| What you will do |
Count the lines in the records below that contain the string "plastic", treating uppercase and lowercase as different, and reply with the number alone.

| Data provided |
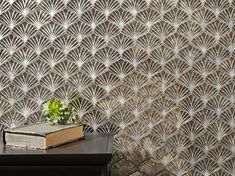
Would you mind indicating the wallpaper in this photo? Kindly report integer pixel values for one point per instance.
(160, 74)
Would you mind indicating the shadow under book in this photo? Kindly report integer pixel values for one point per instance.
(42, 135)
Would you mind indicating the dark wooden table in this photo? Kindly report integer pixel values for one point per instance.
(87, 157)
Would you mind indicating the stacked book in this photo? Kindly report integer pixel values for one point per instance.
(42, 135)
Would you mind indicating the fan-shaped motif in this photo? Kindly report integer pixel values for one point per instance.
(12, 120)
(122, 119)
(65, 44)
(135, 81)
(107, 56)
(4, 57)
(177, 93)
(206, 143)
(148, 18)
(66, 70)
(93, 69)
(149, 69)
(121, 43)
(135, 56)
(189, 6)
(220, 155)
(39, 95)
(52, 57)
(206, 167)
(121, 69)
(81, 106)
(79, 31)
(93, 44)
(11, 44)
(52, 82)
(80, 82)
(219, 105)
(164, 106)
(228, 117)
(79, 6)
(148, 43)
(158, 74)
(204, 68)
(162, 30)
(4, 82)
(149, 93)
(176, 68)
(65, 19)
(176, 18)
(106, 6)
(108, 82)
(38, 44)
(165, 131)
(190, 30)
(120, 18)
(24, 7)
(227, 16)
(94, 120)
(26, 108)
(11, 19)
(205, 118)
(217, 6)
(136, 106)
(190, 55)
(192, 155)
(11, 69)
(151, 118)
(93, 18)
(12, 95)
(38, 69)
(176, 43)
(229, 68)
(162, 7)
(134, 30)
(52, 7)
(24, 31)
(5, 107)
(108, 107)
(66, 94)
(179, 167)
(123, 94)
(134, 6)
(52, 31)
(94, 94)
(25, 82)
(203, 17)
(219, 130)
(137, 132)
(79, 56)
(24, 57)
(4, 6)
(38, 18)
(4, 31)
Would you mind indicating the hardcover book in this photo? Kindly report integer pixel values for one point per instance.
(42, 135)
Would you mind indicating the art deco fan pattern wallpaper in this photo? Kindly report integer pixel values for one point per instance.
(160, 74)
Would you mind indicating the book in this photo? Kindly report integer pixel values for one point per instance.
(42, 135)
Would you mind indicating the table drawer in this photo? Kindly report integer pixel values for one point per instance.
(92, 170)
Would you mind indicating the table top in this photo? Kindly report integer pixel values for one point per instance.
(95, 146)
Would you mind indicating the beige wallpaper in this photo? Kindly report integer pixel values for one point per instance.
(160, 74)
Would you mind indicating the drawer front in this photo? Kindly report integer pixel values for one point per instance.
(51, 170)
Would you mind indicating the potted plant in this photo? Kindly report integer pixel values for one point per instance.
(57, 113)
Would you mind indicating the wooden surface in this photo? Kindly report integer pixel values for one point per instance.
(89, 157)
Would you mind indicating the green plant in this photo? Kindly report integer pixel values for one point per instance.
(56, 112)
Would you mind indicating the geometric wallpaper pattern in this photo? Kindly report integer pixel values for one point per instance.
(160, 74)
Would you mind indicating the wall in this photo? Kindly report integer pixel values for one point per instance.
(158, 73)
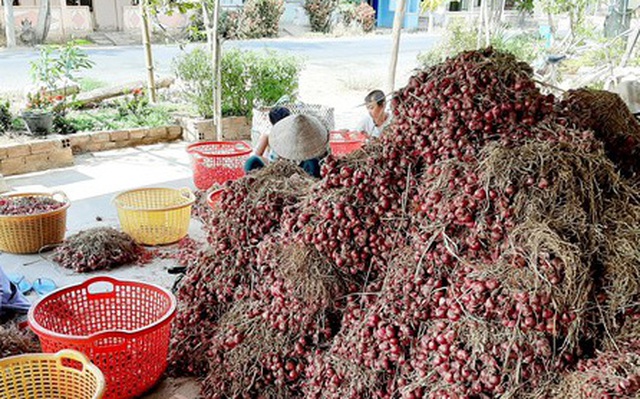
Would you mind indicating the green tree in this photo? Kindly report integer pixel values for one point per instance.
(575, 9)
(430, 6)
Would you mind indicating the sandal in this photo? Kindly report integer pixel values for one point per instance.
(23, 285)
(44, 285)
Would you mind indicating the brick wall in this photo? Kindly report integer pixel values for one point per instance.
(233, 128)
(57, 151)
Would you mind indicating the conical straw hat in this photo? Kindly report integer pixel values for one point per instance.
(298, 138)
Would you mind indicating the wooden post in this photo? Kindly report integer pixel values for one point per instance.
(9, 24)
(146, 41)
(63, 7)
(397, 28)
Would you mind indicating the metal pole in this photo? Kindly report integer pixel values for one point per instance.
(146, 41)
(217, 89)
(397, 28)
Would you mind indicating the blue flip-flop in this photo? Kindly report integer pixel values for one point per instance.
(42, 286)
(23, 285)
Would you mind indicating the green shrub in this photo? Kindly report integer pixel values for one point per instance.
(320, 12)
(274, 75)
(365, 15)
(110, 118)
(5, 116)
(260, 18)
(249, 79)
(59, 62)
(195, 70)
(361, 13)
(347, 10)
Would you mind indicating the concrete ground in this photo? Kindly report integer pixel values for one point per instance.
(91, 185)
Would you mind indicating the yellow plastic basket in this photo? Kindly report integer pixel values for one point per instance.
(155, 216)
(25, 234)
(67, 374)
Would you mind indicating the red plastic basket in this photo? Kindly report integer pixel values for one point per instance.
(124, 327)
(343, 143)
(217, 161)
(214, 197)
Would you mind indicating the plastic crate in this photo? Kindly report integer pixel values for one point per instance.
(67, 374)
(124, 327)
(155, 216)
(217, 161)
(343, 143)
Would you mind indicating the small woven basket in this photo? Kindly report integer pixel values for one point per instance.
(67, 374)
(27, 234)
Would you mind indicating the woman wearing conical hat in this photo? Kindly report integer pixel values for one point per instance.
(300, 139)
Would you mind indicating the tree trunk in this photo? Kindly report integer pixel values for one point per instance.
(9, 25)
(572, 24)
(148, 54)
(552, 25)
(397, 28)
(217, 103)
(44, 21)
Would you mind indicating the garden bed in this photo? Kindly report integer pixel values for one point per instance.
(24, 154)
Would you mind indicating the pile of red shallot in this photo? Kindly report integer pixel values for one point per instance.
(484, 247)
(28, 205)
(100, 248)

...

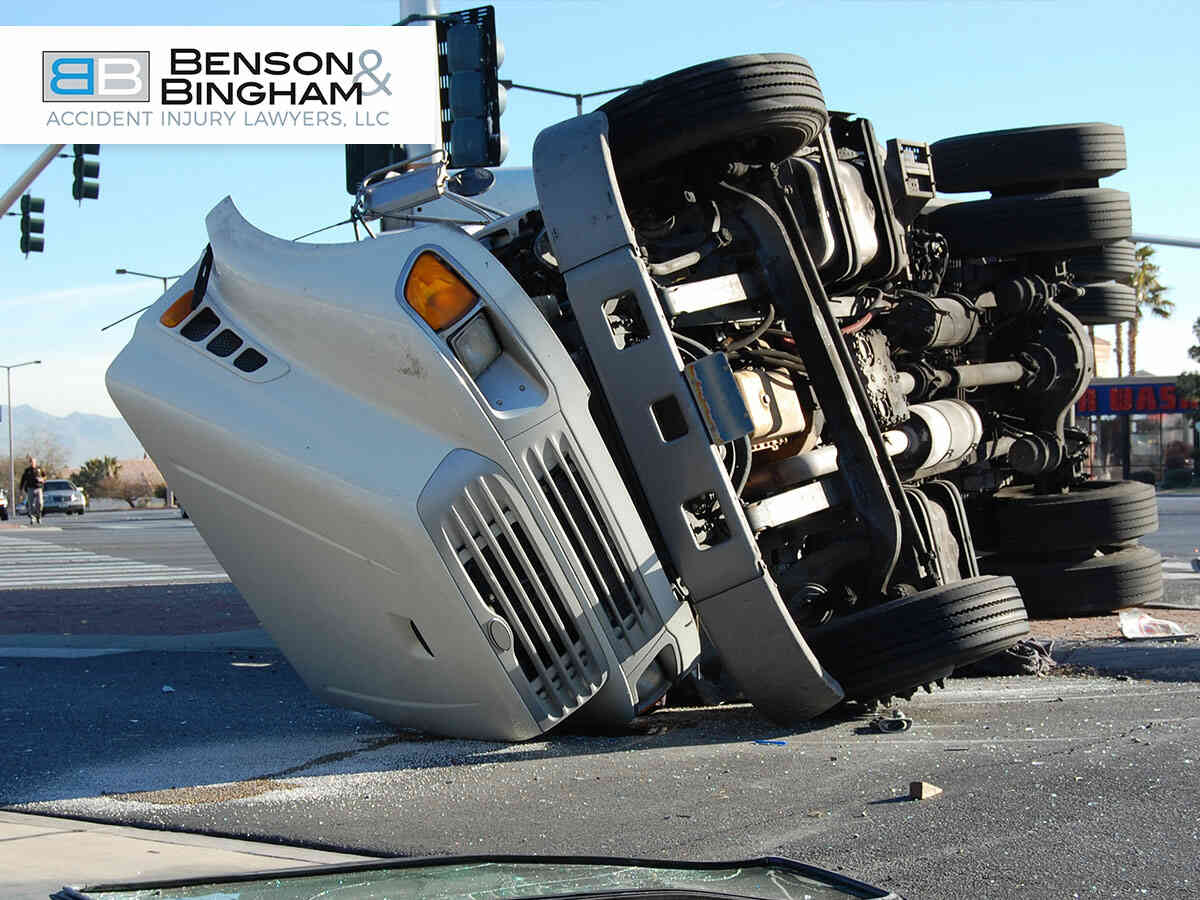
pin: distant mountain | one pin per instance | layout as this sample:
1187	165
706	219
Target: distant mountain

| Task response |
3